═══ EXTRAIT À LIRE
SUH POUNG/Vent de l'Ouest

Soo Kyoung Lee
L'Atelier d'Estienne, centre d'art contemporain du Pays de Lorient Pont-Scorff

Crédit photo Stéphane Cuisset

 

LEE Soo Kyoung

[résidence, Domaine de Kerguéhennec / exposition, Atelier d’Estienne]

 

D’octobre à décembre 2015, le Domaine de Kerguéhennec accueillait Soo Kyoung Lee en résidence. Cette artiste, née à Séoul en 1969, a étudié la littérature française à l'Université en Corée, avant de s’installer en région parisienne où elle vit et travaille depuis plusieurs années. Les liens de LEE Soo Kyoung avec son pays d'origine demeurent très étroits, comme en témoignent ses nombreuses expositions. Sa démarche artistique se nourrit tout autant des cultures asiatiques que d’influences occidentales.

 

Travaillant essentiellement la peinture et le dessin, LEE Soo Kyoung s’est engagée dans la voie de l’abstraction avec des œuvres caractérisées par des couleurs vives et franches et par des jeux d’aplats et d’entrelacs. A propos des formes qui se déploient dans ses toiles, l’artiste parle d’« organismes plastiques », qui « cohabitent et semblent faire bon ménage de leurs différences, se bousculent et parfois s’entrechoquent, mais s’unissent finalement en surface et se figent dans leur présence. » (LEE Soo Kyoung, En premier lieu, 2011). Il y a en effet quelque chose d’immobile, de suspendu dans ces peintures que parcourent pourtant un dense réseau de lignes. Les œuvres de LEE Soo Kyoung définissent un espace frontal, quelque chose de l’ordre de l’écran, renforcé par l’opacité de la peinture acrylique utilisée. Sous le motif qui affleure, le regard devine l’existence d’étapes préalables, de prémisses ayant engendré la forme visible. « En premier lieu, explique l’artiste, je dépose une unique couleur sur toute la surface de la toile. Ce choix initial oriente le tableau à venir vers une certaine humeur et me donne à espérer une nouvelle visibilité. Les gestes qui suivent proviennent d’une longue attente, le temps nécessaire pour reconnaître ce nouveau lieu coloré. »

 

La peinture de LEE Soo Kyoung affirme sa singularité tout en s’inscrivant pleinement dans l’histoire de l’abstraction. La référence  aux artistes coréens, tels LEE Ufan ou YOO Young Kuk, est bien sûr très palpable dans son travail, mais on y perçoit également l’influence du Color Field américain – Franck Stella, Kenneth Noland, Morris Louis notamment –, de Supports-Surfaces, et avant eux, d’Henri Matisse ou de Paul Klee. De cet héritage, on retrouve chez LEE Soo Kyoung la puissance architecturale des aplats colorés et une indéniable expressivité chromatique. Dans ses toiles, l’assemblage des plans génère une tension entre émergence et recouvrement de la forme, selon une logique de rythme et de transformation. Jouant d’un chromatisme intense, ses peintures sollicitent les mécanismes de la perception visuelle, dans l’opposition entre profondeur et surface-écran.
══════
═══ DONNÉES EXTRAITES
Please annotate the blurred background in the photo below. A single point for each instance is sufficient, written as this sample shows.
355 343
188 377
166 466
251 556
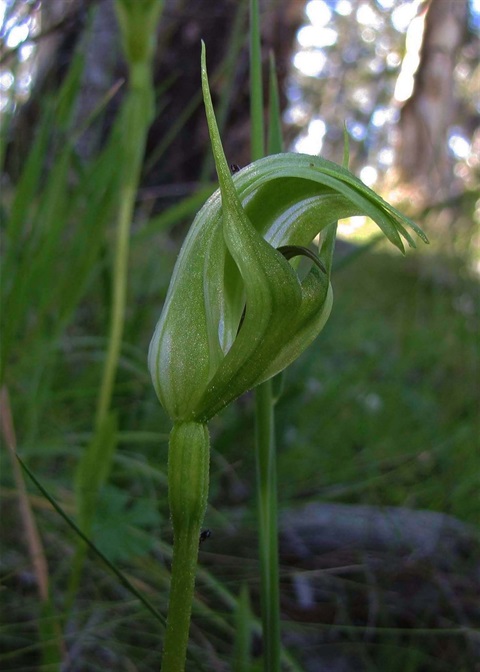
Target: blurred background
380 412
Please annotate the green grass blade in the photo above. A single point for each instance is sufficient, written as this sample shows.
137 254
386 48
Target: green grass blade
115 571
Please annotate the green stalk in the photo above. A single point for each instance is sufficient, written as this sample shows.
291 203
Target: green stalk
267 524
265 449
188 470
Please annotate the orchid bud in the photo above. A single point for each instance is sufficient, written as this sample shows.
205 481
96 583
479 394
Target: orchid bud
236 312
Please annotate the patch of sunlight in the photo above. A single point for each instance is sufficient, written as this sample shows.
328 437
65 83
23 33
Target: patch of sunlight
359 229
310 63
312 142
411 60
══════
_TÂCHES À RÉALISER_
- 1) Relevez tous les artistes nommés dans l'extrait à lire, à l'exception de Soo Kyoung Lee.
- 2) Recopiez le passage de l'extrait à lire compris entre « [résidence, Domaine de » et « que d’influences occidentales. », bornes incluses, en substituant « banlieue parisienne » à « région parisienne ».

_RÉPONSES DANS L'ORDRE_
- 1) LEE Ufan, YOO Young Kuk, Franck Stella, Kenneth Noland, Morris Louis, Henri Matisse, Paul Klee

- 2)
[résidence, Domaine de Kerguéhennec / exposition, Atelier d’Estienne]

 

D’octobre à décembre 2015, le Domaine de Kerguéhennec accueillait Soo Kyoung Lee en résidence. Cette artiste, née à Séoul en 1969, a étudié la littérature française à l'Université en Corée, avant de s’installer en banlieue parisienne où elle vit et travaille depuis plusieurs années. Les liens de LEE Soo Kyoung avec son pays d'origine demeurent très étroits, comme en témoignent ses nombreuses expositions. Sa démarche artistique se nourrit tout autant des cultures asiatiques que d’influences occidentales.